**TASK REQUIREMENTS:**
a. In the forum thread about unbranded Chinese carbon frames, which frame does DiegoMontoya say he would choose for a racing bike?
b. Decide whether each statement agrees with the forum thread about unbranded Chinese carbon frames. Answer yes or no for each, and quote the words from the thread that decide it.
(i) Blackss06 is happy with a carbon LOOK frame.
(ii) robdamanii thinks people would still buy the no-name frames if they cost as much as branded ones.
(iii) DiegoMontoya is against buying a fake Pinarello.
c. Go on with the forum thread about unbranded Chinese carbon frames, starting right after its final sentence.

*** SUPPLIED PASSAGE

Your analogy of a custom aluminum frame are moot: the chinese junk does not allow you to specify everything from tubing to geometry to additions like fender or rack mounts, etc etc.

All you're paying for is a piece of plastic out of a mold from an anonymous group of internet resellers. If you enjoy throwing your money away as such, nobody can stop you, but I sure as hell can say that I'll laugh at you if you show up with a dirt cheap frame with top tier components. No different than putting a diamond ring on a turd.


----------



## Blackss06 (Feb 26, 2011)

ohvrolla said:


> Get a Madone and a Chinese carbon. Give you something to fall back on when the chainstay breaks on the Madone.


This made me LOL. :thumbsup: Hopefully I don't need a new frame anytime soon as I'm quite happy with my carbon LOOK. I'd never pay the price for a brand new one though.


----------



## robdamanii (Feb 13, 2006)

beston said:


> That response, in no way, addresses anything I said.


You asked why people have to buy brand X. I said that I would laugh a no-name frame rider off the group, knowing said person was more interested in being cheap than anything else.

Face the facts. If these frames cost the same amount as a branded frame, nobody would buy them. The price is the only factor at play.


----------



## DiegoMontoya (Apr 11, 2010)

robdamanii said:


> Hey knock yourself out. It's your money, but that doesn't mean I have to respect your decision to buy unbranded, untested, un-warrantied crap from china. Paint it however you want, it doesn't change what it is.
> 
> I'll say this: you don't have any delusions that the frame you're buying is an "OEM Pinarello for $500," and that's infinitely better than a good portion of people out there.
> 
> The fact still remains: I'm an opinionated jerk, and if someone shows up on a group ride with an unbranded chinese frame hung with SR11 or Red, I'll laugh them off the ride. Cycling is a case of "you get what you pay for," and like all Americans, we've been taught that we deserve more than we can afford. Hence, these frames are becoming "saviors of the working man who's tired of getting shafted by the big corporations, MAAANNNN!" They're not. They just show you who is cheap and more interested in saying "dude, I ride carbon, not aluminum."


Your incessant whining is probably giving Chinese carbon frames more business. Seriously, I doubt anyone on your ride gives a crap what you think. They're probably the ones laughing at you.

I'm against buying a fake Pinarello. It's intellectual property theft. But hey, if people want to buy a no-name frame and paint it up, more power to them. Chinese manufacturers have an incentive to have a safety standard. If these frames start breaking, their entire cash flow goes in the gutter.

Personally, I love my Time bikes, but if I were to get a bike for racing, I'd go for the FM-028.


----------



## FTR (Sep 20, 2006)

robdamanii said:


> Hey knock yourself out. It's your money, but that doesn't mean I have to respect your decision to buy unbranded, untested, un-warrantied crap from china. Paint it however you want, it doesn't change what it is.

******
*** PROVIDED MATERIAL

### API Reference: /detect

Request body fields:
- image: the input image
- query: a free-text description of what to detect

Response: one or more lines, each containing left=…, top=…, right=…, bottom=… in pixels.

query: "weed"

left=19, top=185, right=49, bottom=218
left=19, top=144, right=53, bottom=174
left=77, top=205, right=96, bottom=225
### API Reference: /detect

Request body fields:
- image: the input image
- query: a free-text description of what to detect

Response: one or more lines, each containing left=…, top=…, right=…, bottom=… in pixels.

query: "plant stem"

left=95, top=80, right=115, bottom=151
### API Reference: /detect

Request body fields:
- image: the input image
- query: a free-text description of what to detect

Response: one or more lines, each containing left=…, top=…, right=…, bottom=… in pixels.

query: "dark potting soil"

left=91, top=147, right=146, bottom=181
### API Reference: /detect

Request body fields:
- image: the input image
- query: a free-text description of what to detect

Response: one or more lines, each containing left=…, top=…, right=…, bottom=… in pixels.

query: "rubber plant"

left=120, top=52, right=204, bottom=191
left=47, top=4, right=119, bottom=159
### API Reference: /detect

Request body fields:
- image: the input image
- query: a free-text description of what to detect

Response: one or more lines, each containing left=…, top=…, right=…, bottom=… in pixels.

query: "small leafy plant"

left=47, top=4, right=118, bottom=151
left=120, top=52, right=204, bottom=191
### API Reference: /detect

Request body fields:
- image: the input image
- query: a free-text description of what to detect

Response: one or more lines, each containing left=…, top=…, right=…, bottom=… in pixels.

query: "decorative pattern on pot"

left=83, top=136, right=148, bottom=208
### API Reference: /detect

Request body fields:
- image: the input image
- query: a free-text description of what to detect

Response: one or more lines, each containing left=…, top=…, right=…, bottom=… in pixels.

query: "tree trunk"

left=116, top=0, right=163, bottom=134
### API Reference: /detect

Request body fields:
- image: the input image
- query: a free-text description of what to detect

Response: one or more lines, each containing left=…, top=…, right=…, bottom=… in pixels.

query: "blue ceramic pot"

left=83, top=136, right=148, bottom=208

******

**ANSWERS PROVIDED:**
a. The FM-028.

b.
(i) Yes: "I'm quite happy with my carbon LOOK."
(ii) No: "If these frames cost the same amount as a branded frame, nobody would buy them."
(iii) Yes: "I'm against buying a fake Pinarello."

c.
> 
> I'll say this: you don't have any delusions that the frame you're buying is an "OEM Pinarello for $500," and that's infinitely better than a good portion of people out there.
> 
> The fact still remains: I'm an opinionated jerk, and if someone shows up on a group ride with an unbranded chinese frame hung with SR11 or Red, I'll laugh them off the ride. Cycling is a case of "you get what you pay for," and like all Americans, we've been taught that we deserve more than we can afford. Hence, these frames are becoming "saviors of the working man who's tired of getting shafted by the big corporations, MAAANNNN!" They're not. They just show you who is cheap and more interested in saying "dude, I ride carbon, not aluminum."


I think you are reading a lot more into why people buy these than there really is.
And even with my custom Blacksheep my warranty stops with a one man band business.
If James dies, closes his business or simply decides not to respond to my request for a warranty then I am so screwed. Even with warranty it would probably cost me too much to get the frame to him to bother getting it fixed.
I would have much more luck with my Moots and Santa Cruz as these are bigger companies.


----------



## mrbubbles (Jul 1, 2007)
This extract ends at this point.